_What the task asks:_ Render the listing below as a Markdown table with the columns "n" and "Line", giving each non-blank line its row number. Leave out blank lines.

»»

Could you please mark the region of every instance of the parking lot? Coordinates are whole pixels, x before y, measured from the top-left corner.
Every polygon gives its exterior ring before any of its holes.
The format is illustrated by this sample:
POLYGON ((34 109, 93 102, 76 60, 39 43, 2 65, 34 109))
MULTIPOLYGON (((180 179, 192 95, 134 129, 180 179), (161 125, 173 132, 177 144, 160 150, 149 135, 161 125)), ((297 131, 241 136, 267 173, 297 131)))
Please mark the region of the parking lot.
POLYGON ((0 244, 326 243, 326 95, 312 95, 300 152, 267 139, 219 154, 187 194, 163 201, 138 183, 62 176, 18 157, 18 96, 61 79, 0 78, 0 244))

««

_Correct result:_
| n | Line |
|---|---|
| 1 | Could you please mark the region of every instance of the parking lot? Coordinates are whole pixels, x before y, measured from the top-left corner. |
| 2 | Every polygon gives its exterior ring before any of its holes. |
| 3 | The format is illustrated by this sample: |
| 4 | POLYGON ((34 109, 93 102, 76 60, 39 43, 2 65, 34 109)) |
| 5 | MULTIPOLYGON (((180 179, 192 95, 134 129, 180 179), (161 125, 173 132, 177 144, 160 150, 149 135, 161 125)), ((297 131, 241 136, 267 173, 297 131))) |
| 6 | Please mark the region of the parking lot. |
| 7 | POLYGON ((0 244, 326 243, 326 95, 312 95, 300 152, 267 139, 219 154, 187 194, 163 201, 138 183, 62 176, 18 157, 18 96, 61 79, 0 78, 0 244)) |